━━ Provided material ━━

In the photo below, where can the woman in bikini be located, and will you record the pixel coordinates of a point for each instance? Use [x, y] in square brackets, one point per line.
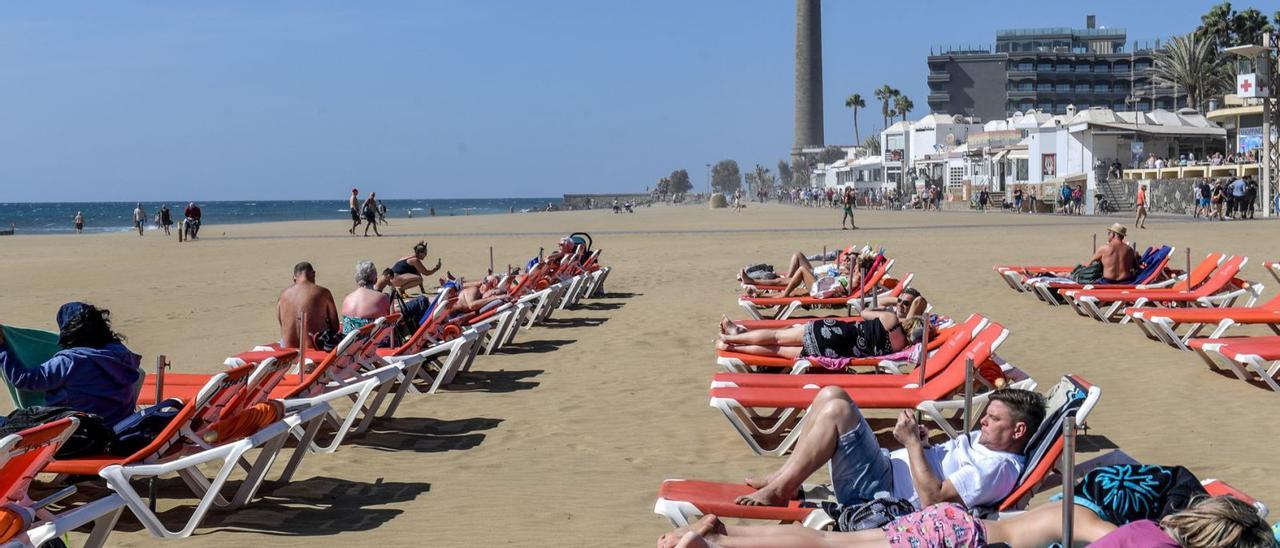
[366, 302]
[410, 270]
[880, 333]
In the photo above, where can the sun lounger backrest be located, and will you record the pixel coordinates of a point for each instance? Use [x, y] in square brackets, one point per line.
[23, 455]
[951, 379]
[265, 378]
[1155, 264]
[1223, 277]
[343, 357]
[1045, 447]
[956, 342]
[1205, 268]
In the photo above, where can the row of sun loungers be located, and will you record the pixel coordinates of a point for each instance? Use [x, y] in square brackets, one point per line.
[1189, 311]
[768, 411]
[238, 423]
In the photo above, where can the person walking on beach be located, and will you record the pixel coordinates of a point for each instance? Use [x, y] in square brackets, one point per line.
[191, 222]
[165, 218]
[1141, 201]
[353, 202]
[140, 218]
[370, 209]
[846, 200]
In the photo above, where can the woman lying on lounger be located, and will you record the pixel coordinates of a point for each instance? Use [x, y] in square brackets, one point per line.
[764, 274]
[882, 332]
[824, 282]
[410, 270]
[1207, 523]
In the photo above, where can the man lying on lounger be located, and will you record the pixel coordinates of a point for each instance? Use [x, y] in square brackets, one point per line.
[973, 470]
[823, 282]
[883, 332]
[305, 296]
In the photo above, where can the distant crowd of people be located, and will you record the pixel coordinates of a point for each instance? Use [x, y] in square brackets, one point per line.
[161, 220]
[371, 210]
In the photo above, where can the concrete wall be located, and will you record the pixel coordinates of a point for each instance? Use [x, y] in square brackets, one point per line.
[1164, 195]
[976, 87]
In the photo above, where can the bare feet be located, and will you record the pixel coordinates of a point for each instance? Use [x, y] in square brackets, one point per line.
[704, 526]
[759, 483]
[730, 328]
[766, 496]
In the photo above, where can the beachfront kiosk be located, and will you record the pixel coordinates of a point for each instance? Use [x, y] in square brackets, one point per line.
[1253, 83]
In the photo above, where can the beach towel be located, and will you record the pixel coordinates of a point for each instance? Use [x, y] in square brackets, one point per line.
[31, 347]
[1124, 493]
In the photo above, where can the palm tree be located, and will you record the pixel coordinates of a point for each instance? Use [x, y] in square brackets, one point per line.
[855, 101]
[885, 95]
[903, 105]
[1192, 63]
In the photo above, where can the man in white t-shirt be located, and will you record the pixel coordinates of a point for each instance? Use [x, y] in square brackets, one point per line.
[974, 470]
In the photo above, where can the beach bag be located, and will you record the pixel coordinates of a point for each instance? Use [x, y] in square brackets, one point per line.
[827, 287]
[140, 429]
[91, 437]
[869, 515]
[759, 272]
[1088, 273]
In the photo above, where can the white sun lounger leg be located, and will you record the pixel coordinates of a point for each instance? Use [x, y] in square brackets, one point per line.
[103, 512]
[119, 478]
[1261, 368]
[1212, 354]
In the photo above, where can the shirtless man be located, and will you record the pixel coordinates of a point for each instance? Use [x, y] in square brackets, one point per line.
[305, 296]
[1119, 260]
[353, 202]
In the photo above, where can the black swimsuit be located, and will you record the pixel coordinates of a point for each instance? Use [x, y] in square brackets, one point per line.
[402, 266]
[835, 338]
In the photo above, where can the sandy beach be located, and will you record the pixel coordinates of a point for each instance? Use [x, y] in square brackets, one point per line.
[565, 438]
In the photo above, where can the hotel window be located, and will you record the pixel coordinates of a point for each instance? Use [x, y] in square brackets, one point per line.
[955, 177]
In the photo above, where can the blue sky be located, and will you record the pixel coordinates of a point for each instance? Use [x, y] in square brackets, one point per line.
[451, 99]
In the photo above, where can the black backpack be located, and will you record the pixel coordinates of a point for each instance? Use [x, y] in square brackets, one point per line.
[92, 435]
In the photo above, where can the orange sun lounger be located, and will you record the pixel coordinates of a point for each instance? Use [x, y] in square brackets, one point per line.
[785, 306]
[1220, 290]
[1244, 356]
[769, 419]
[684, 501]
[739, 364]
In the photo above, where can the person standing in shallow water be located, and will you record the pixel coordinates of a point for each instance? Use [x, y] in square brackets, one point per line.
[140, 218]
[848, 201]
[165, 218]
[353, 202]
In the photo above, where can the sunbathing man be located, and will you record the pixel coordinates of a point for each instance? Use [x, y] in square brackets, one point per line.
[1119, 260]
[974, 470]
[410, 269]
[882, 332]
[824, 282]
[1207, 523]
[306, 297]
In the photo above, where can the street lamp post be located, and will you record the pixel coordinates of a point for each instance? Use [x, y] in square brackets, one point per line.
[708, 181]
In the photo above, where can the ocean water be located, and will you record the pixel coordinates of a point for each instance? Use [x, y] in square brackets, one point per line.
[110, 217]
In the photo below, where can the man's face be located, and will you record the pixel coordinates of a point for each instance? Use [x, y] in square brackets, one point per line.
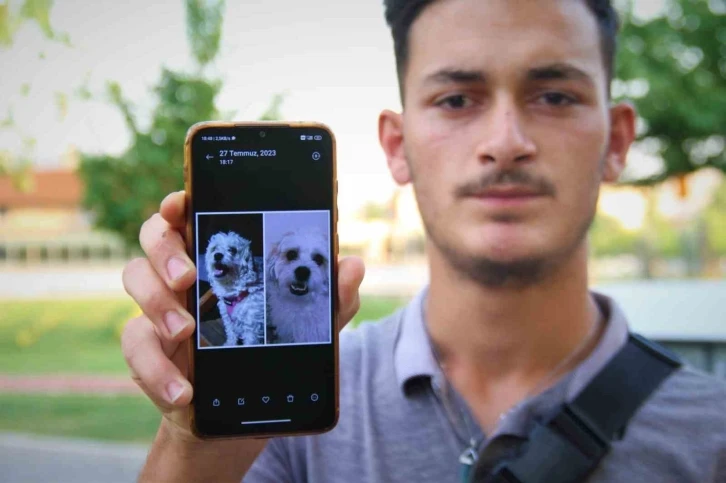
[506, 131]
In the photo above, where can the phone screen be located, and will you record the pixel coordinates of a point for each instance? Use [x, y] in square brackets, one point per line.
[263, 236]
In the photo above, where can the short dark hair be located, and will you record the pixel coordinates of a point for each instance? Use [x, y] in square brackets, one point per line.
[400, 15]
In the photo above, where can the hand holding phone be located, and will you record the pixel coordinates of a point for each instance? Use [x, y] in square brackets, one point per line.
[159, 361]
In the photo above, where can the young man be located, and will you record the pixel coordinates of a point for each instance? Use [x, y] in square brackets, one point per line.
[507, 133]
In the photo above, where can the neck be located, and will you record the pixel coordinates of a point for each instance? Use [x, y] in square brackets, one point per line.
[510, 336]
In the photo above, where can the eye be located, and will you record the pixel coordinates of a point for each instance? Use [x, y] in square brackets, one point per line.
[558, 99]
[291, 255]
[455, 102]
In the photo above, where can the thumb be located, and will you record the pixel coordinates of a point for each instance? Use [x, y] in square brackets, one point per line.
[350, 275]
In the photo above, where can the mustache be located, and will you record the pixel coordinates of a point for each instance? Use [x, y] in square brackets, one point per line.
[507, 178]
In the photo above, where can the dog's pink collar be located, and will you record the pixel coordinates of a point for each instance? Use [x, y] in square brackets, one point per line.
[232, 302]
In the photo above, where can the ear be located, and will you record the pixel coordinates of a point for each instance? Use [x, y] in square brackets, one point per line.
[271, 260]
[622, 135]
[390, 135]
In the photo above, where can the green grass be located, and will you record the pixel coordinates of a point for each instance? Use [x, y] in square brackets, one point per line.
[72, 336]
[114, 418]
[83, 336]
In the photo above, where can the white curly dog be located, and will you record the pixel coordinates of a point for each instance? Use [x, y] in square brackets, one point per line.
[298, 294]
[239, 289]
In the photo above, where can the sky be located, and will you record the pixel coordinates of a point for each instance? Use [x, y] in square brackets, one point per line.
[333, 61]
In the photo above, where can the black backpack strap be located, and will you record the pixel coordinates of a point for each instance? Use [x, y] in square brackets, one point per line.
[569, 445]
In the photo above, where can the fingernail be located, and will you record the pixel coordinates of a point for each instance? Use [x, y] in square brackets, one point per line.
[176, 268]
[173, 390]
[175, 322]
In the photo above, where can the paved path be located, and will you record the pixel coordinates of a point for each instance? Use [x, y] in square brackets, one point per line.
[68, 384]
[105, 281]
[42, 459]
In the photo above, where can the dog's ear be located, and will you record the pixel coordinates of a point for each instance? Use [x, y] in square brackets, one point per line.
[271, 260]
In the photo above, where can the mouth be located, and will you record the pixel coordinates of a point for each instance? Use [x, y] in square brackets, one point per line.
[508, 196]
[299, 288]
[220, 270]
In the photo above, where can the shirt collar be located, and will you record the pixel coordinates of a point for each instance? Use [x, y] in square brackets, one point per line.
[413, 356]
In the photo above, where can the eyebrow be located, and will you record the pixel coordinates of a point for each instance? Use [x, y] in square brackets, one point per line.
[459, 76]
[557, 71]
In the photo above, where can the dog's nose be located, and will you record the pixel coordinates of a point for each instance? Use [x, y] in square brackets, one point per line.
[302, 273]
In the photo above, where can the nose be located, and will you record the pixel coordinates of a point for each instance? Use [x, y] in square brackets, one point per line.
[505, 140]
[302, 273]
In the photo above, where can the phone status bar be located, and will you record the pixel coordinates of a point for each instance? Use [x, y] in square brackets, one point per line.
[219, 138]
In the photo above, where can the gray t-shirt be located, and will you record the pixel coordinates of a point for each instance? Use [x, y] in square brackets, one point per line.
[400, 422]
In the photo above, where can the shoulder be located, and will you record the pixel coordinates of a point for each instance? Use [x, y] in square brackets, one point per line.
[694, 397]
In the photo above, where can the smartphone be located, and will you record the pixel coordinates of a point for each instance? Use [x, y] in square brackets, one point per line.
[261, 228]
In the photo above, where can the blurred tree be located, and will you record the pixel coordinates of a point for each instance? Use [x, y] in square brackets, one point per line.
[27, 12]
[715, 223]
[123, 191]
[609, 238]
[672, 65]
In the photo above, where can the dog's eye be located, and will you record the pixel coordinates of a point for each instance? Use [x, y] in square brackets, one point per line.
[291, 255]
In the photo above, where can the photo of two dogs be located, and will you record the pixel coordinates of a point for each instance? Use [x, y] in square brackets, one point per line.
[287, 302]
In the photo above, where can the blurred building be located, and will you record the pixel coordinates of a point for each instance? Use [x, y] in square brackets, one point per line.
[42, 220]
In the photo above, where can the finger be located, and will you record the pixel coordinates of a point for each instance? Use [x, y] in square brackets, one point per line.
[173, 209]
[350, 275]
[165, 248]
[151, 368]
[156, 300]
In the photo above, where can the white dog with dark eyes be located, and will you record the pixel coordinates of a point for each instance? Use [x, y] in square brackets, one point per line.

━━━

Copy the listing above word for word, from its first line down to and including the line that contains "[1205, 268]". Leave the pictures out of your copy.

• The solution
In the photo below, where can the woman in bikini be located, and will you record the pixel coordinates of a point for each instance? Use [x, y] in square brackets, one point per line.
[366, 302]
[410, 270]
[880, 333]
In the photo above, where can the sun lounger backrest be located, and will you record the pixel coordinates of a point for each instance? Use [x, y] in square brackets, one point per line.
[23, 455]
[951, 379]
[265, 378]
[1155, 264]
[1223, 277]
[343, 357]
[1045, 447]
[956, 342]
[1205, 268]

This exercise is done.